**Excerpt:**
□ □ □ □ □

In practice, the tensions look something like this. Pre-pu toki pona is rather widely and fluently spoken, and adheres to the same minimalist philosophy, but contains deprecated words, in mild but direct conflict with pu. Post-pu toki pona, on the other hand, is wary (via pu) of some of these pre-pu words, but, being a language with users that have independent thought, it is generally free to take any of them that it pleases, as well as whatever new words it coins, which pu and pre-pu both take issue with.

It is easy to sympathize with pu here, if you take its philosophy seriously: new words are circumventing the minimalism of trying to analyse the world into its primitive elements. Plus, as its fluent speakers constantly demonstrate, it is generally very possible to find the appropriate circumlocutions to talk about any desired topic. A very common and powerful strategy is to explain a concept in as much toki pona as you need, and then refer to it as ijo ni (“that thing”) or jan ni (“that person”) or nasin ni (“that method”) or a ni-modified version of whatever other simple noun is appropriate. And as a final nail in the coffin, pu itself admits that toki pona is a simple language (a toki that is pona) and it can very easily become unsuitable for a world as complicated as ours. toki pona is not for technical documents, according to pu.

Let me argue in post-pu’s defence, though. Post-pu toki pona having more words than pu is not necessarily inconsistent with the minimalist philosophy of pu, if the new words are carefully justified. Consider, for example, the post-pu word tonsi. In pu, there is a single third person pronoun, ona, and the only two words to have any relation to gender are the two words meli (female, femininity; etymologically from Tok Pisin meri) and mije (male, masculinity; etym. Finnish mies). However, if you are trans or nonbinary, there is no word for you in toki pona. Although you can circumlocute with any number of options, like jan pi meli mije or jan pi meli ala pi mije ala or something, this is an unwieldy hassle to simply state who you are.

□ □ □ □ □

**Source excerpt:**
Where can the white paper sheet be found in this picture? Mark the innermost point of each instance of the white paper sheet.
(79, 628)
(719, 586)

□ □ □ □ □

**Description of the task:** Reproduce verbatim the stretch of the toki pona excerpt above that starts at "Let me argue" and ends with "who you are.".

**Result:**
Let me argue in post-pu’s defence, though. Post-pu toki pona having more words than pu is not necessarily inconsistent with the minimalist philosophy of pu, if the new words are carefully justified. Consider, for example, the post-pu word tonsi. In pu, there is a single third person pronoun, ona, and the only two words to have any relation to gender are the two words meli (female, femininity; etymologically from Tok Pisin meri) and mije (male, masculinity; etym. Finnish mies). However, if you are trans or nonbinary, there is no word for you in toki pona. Although you can circumlocute with any number of options, like jan pi meli mije or jan pi meli ala pi mije ala or something, this is an unwieldy hassle to simply state who you are.